Copy out the records in full, word for word, without pictures.

# START OF DATA ROWS

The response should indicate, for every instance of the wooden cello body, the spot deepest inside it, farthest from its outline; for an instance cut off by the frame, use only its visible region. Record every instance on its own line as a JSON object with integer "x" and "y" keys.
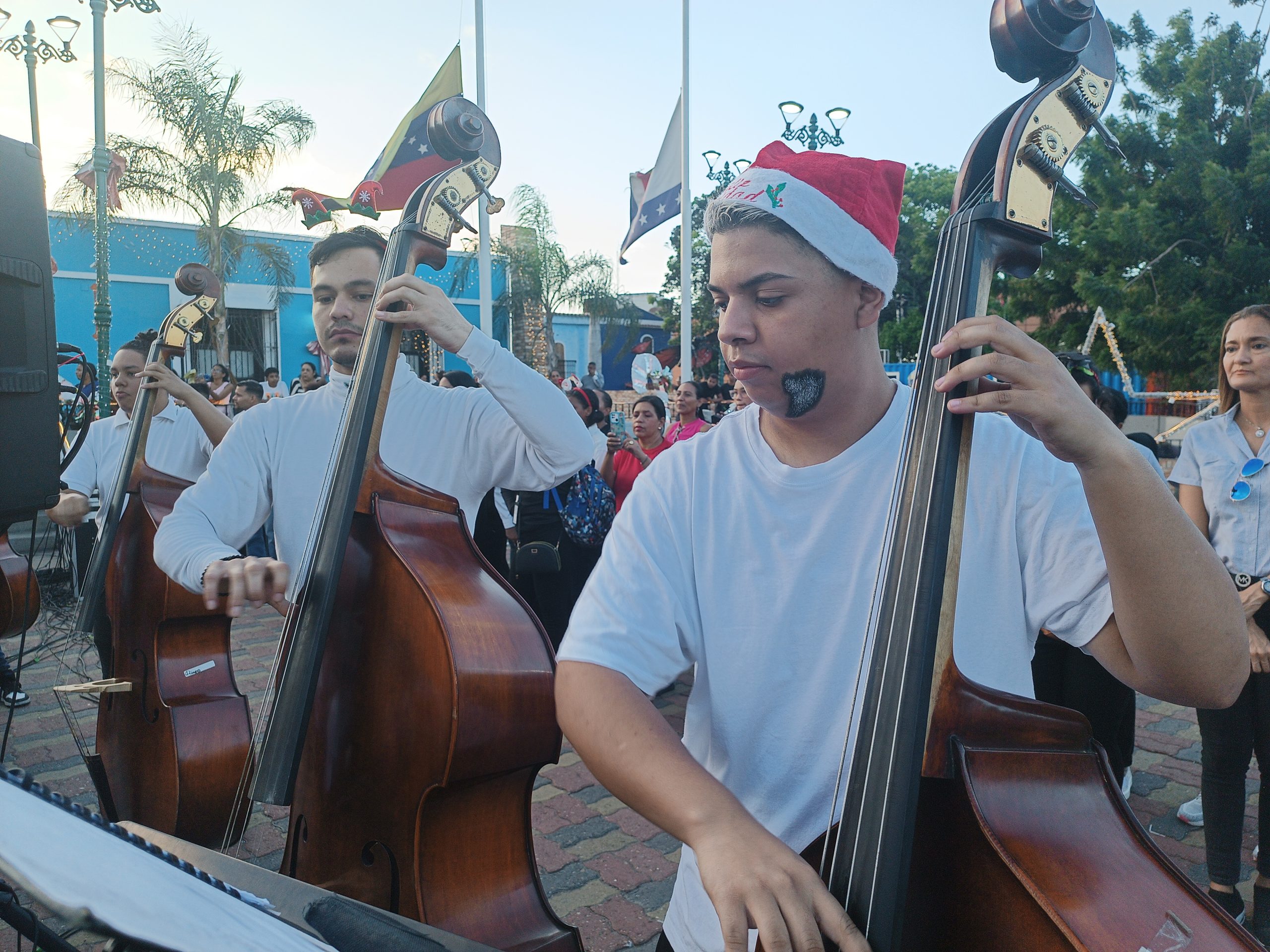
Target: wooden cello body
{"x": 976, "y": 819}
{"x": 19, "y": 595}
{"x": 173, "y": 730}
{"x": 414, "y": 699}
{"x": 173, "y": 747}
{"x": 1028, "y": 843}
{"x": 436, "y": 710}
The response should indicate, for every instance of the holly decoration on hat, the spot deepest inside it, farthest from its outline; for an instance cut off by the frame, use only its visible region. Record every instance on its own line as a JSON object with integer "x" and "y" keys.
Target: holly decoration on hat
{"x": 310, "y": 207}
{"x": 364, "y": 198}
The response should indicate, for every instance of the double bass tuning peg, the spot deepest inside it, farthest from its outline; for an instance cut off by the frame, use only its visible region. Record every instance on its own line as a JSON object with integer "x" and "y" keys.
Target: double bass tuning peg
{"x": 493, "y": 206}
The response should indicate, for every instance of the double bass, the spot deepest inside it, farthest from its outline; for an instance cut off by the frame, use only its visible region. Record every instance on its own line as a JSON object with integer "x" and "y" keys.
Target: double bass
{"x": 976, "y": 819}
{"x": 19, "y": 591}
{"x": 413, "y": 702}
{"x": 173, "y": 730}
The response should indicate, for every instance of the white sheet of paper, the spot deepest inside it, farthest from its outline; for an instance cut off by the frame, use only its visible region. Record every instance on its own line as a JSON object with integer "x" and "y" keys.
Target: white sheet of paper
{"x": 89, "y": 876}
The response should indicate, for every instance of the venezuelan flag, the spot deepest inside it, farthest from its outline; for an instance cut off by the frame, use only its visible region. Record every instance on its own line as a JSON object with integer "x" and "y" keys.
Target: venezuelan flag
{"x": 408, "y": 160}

# END OF DATA ROWS

* _ANSWER TO THIS TASK_
The response should indicate, for every instance of the wooden cello body, the spot deepest inside it, farthest from its outline; for an instance cut off by the frame, use only its visible region. Record every instance on its own line as a JSON object with integer "x" and "y" keys.
Target: wooden cello body
{"x": 976, "y": 819}
{"x": 19, "y": 595}
{"x": 173, "y": 730}
{"x": 414, "y": 699}
{"x": 173, "y": 747}
{"x": 1028, "y": 843}
{"x": 436, "y": 710}
The response should indicate, for every instance of the holly decoration on hat, the spot deepest inside it, farthest from its outline; for an instance cut off by the frame, use only its visible region. Record every instance on its own line as a JSON object with integer "x" and "y" keys.
Target: holly decoration on hat
{"x": 310, "y": 207}
{"x": 364, "y": 198}
The response should indicate, for every instance of the double bass tuning peg, the spot deepest inside it, farthest from its outline; for an instance cut off by the frame, use only its visible region. Record every instance on its own line as a JSON object with integer "x" and "y" keys.
Target: double bass tuning peg
{"x": 493, "y": 206}
The response should indicate, for every instance of the double bass, the spot deepest inside it, farthest from its outline; for an instance cut off by the frame, use only its visible region. Record every instance on its own line as a JSON object with integer "x" and "y" keys.
Target: double bass
{"x": 976, "y": 819}
{"x": 19, "y": 591}
{"x": 413, "y": 702}
{"x": 173, "y": 730}
The response should indicate, for every instance of the white sheet of paper, the spot deepest inside it, farthest from its outline; for an instance cut off by the frame, use only its visible region. Record every instance on its own line as a JSON object with integer "x" and "y" keys.
Target: white sheet of paper
{"x": 89, "y": 876}
The response should indicate, for every instance of the venezuelan flag, the spot deepest inside it, farthest from its outline; for an instance cut off by the frame, use only its visible region. Record every instance on its own line as a JSON object with integer "x" and "y" keys.
Target: venezuelan flag
{"x": 408, "y": 160}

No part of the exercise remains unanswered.